◆ STATED GOAL: Collect every line below that contains the word "rear". Case counts.

— Start —

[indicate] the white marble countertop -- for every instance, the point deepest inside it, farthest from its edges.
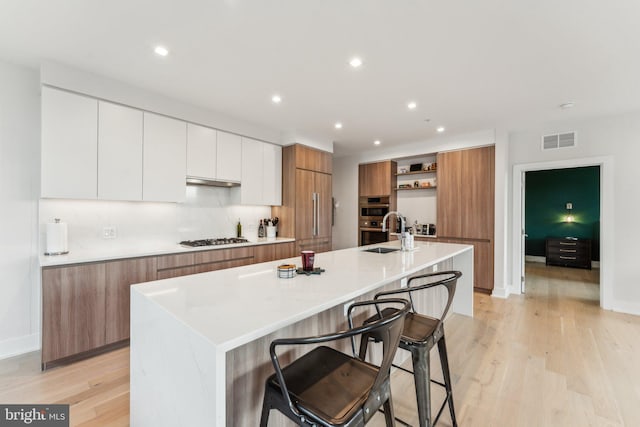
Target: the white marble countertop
(251, 301)
(125, 250)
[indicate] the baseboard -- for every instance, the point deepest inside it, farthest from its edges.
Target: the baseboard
(20, 345)
(626, 307)
(500, 292)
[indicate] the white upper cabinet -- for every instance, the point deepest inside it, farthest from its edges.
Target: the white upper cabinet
(252, 172)
(165, 159)
(261, 173)
(119, 152)
(272, 175)
(201, 151)
(229, 159)
(69, 151)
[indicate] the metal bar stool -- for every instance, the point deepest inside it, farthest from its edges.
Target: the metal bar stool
(420, 334)
(326, 387)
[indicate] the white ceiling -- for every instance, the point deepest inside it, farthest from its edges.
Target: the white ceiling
(469, 64)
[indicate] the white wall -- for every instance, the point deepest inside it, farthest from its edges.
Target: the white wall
(618, 137)
(19, 190)
(345, 177)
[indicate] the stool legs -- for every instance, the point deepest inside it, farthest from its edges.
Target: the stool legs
(444, 361)
(421, 377)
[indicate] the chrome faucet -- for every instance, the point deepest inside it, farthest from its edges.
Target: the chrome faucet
(403, 233)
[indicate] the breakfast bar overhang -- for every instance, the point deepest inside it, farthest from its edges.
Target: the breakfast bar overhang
(200, 343)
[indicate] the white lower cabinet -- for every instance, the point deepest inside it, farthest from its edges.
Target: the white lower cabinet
(165, 159)
(69, 162)
(119, 152)
(261, 173)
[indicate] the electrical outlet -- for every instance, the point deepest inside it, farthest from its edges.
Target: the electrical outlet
(109, 232)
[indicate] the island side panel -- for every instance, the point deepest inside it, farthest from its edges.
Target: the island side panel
(177, 377)
(248, 366)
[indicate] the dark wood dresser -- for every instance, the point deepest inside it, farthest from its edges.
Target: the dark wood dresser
(569, 252)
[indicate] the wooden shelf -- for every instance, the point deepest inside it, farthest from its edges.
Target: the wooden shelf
(415, 188)
(417, 172)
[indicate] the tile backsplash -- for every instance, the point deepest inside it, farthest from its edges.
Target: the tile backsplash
(207, 212)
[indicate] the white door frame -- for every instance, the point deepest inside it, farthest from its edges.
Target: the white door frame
(606, 220)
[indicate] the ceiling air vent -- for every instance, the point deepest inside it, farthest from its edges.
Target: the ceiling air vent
(559, 140)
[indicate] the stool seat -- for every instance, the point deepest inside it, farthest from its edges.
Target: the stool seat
(327, 384)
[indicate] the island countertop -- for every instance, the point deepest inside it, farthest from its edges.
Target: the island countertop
(205, 301)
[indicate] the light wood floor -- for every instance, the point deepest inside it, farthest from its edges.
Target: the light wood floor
(550, 358)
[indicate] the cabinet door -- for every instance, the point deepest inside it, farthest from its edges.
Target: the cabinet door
(73, 310)
(374, 179)
(477, 193)
(450, 210)
(120, 275)
(119, 152)
(251, 190)
(201, 151)
(165, 159)
(69, 151)
(229, 159)
(272, 175)
(323, 191)
(305, 207)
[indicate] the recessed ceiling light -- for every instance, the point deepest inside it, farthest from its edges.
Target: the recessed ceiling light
(161, 50)
(355, 62)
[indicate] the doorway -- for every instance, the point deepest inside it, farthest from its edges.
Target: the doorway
(605, 227)
(561, 216)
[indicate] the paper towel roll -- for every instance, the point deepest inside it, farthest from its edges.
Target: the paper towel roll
(57, 238)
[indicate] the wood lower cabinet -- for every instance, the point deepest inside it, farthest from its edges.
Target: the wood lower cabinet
(86, 307)
(119, 276)
(73, 310)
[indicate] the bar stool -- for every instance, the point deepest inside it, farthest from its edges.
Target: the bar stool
(420, 334)
(329, 388)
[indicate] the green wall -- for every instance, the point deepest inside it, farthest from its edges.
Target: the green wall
(546, 195)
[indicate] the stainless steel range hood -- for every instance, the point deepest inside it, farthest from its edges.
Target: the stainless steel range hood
(192, 180)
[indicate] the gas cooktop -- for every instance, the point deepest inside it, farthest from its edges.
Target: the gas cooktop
(213, 242)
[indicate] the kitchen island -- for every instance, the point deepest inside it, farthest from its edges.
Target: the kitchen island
(200, 343)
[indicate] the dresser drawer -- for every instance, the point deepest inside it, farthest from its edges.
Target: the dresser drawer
(569, 252)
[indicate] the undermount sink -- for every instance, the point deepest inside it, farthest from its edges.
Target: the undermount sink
(381, 250)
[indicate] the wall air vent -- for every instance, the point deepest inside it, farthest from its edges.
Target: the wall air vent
(559, 140)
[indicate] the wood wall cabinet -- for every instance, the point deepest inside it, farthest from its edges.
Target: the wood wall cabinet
(73, 310)
(87, 307)
(306, 197)
(466, 206)
(119, 276)
(377, 179)
(69, 148)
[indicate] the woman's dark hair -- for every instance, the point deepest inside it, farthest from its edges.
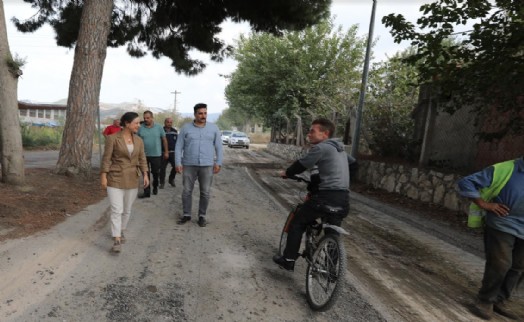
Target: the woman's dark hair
(128, 117)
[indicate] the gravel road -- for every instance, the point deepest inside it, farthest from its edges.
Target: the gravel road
(400, 267)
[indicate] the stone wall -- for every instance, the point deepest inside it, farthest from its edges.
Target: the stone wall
(416, 183)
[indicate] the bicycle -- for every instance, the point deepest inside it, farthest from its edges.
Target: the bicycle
(325, 255)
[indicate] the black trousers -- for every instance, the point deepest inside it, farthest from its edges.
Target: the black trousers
(163, 168)
(504, 265)
(154, 164)
(309, 212)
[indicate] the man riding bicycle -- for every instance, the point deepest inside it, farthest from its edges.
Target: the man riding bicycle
(329, 167)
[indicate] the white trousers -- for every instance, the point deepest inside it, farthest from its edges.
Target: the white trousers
(121, 201)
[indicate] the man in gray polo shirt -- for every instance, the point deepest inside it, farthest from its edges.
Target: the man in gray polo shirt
(154, 138)
(197, 145)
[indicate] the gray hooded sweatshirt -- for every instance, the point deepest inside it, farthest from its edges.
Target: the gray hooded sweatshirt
(332, 163)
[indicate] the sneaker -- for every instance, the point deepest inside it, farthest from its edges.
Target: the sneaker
(483, 310)
(183, 220)
(285, 263)
(117, 247)
(502, 309)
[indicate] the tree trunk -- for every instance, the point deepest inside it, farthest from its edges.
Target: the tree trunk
(11, 150)
(84, 88)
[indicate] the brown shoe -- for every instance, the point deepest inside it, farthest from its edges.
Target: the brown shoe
(502, 309)
(117, 247)
(483, 310)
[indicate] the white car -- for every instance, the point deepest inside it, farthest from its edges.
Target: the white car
(225, 136)
(238, 139)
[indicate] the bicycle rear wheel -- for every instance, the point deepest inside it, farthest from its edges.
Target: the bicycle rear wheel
(283, 235)
(325, 273)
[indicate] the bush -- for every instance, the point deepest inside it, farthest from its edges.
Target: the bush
(41, 137)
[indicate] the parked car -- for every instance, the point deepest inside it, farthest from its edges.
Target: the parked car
(239, 139)
(225, 136)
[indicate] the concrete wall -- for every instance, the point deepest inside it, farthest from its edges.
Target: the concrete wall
(419, 184)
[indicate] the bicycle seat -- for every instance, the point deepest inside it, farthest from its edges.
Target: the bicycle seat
(331, 210)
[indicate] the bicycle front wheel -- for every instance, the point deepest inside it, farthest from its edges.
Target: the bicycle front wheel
(325, 273)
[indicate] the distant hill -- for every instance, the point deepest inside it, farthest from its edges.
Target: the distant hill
(114, 110)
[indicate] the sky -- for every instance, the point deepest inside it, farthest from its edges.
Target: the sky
(153, 81)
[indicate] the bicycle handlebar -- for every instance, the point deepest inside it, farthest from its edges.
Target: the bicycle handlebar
(297, 178)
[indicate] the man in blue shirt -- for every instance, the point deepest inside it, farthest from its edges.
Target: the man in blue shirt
(197, 146)
(154, 138)
(503, 238)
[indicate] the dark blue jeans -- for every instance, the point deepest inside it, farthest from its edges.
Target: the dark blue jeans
(163, 168)
(504, 265)
(308, 213)
(154, 164)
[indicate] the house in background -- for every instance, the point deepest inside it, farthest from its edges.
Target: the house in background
(38, 114)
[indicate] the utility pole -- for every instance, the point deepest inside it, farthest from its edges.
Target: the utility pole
(174, 105)
(356, 136)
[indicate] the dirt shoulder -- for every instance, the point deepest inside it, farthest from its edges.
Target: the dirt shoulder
(44, 201)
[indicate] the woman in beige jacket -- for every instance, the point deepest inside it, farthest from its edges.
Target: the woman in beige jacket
(123, 162)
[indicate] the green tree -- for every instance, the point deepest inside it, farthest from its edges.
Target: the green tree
(11, 151)
(392, 95)
(165, 28)
(233, 118)
(310, 73)
(485, 68)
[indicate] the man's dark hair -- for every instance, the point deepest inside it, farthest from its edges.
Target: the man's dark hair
(325, 125)
(128, 117)
(199, 106)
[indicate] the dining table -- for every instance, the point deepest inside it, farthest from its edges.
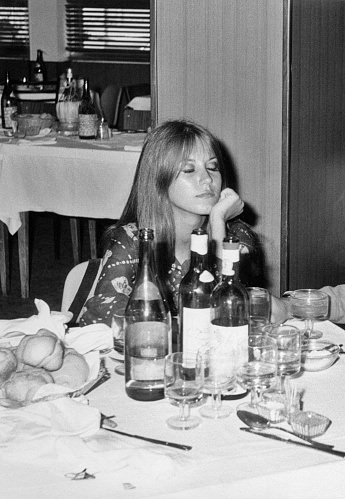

— End —

◆ SOLUTION TO THIS PROBLEM:
[indicate] the bicycle rear wheel -- for every instance, the point deepest inside it, farthest from its edges.
Target: the bicycle rear wheel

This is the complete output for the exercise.